■ Your instructions:
Would you transcribe the line that holds "In the picture above, where can the wooden table", plus every line beneath it through the end of the data, exactly and with nothing added?

Dataset entries:

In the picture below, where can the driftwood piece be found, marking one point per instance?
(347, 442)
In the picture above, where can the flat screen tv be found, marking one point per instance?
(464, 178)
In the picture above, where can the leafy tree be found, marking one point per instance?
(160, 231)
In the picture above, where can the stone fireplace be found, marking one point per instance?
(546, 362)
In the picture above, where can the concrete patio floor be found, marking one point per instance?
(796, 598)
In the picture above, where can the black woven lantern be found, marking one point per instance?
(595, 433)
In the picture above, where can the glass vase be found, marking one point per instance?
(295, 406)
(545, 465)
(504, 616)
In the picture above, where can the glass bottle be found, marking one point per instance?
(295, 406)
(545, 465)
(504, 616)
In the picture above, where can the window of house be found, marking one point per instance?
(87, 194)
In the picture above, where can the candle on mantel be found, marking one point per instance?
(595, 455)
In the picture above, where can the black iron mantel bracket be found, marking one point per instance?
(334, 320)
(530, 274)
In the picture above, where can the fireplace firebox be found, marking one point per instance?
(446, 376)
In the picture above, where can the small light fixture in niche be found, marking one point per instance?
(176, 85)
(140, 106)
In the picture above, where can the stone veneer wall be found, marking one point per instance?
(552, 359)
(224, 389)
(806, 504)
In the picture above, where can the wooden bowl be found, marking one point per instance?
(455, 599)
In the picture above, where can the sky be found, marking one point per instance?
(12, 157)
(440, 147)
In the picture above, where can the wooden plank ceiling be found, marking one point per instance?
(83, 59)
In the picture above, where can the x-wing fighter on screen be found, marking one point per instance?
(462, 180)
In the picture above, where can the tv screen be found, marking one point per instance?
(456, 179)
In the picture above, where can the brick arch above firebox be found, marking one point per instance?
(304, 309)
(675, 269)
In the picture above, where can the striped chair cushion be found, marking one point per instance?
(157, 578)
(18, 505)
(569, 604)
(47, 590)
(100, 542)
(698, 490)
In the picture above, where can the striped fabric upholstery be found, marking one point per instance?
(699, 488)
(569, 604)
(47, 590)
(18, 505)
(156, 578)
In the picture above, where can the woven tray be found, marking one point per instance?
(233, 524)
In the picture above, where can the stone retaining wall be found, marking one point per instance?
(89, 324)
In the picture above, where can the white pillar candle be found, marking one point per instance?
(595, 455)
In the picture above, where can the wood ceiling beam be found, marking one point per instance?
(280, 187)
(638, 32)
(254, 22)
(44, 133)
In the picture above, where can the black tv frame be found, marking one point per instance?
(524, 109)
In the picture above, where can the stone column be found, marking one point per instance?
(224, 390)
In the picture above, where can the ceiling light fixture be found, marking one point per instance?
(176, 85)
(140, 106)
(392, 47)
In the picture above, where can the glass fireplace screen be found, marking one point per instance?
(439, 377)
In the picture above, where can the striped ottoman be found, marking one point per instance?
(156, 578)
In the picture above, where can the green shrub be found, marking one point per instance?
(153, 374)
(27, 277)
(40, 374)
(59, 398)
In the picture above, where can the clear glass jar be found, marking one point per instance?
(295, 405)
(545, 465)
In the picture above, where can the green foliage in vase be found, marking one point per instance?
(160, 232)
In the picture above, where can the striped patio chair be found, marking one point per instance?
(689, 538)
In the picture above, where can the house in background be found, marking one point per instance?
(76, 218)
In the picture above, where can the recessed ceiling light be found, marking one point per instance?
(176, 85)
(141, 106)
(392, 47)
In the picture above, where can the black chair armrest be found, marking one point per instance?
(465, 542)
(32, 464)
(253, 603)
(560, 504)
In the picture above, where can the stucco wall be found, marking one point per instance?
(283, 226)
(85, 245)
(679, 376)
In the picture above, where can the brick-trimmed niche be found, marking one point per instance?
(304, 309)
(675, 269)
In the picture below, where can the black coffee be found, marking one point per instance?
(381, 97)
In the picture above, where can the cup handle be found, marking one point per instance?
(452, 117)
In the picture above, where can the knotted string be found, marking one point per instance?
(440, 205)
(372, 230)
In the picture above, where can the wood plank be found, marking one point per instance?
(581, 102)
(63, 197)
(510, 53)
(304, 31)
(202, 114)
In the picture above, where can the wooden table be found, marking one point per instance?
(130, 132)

■ Written response:
In the picture above, where can the wooden table be found, marking one point per instance?
(130, 132)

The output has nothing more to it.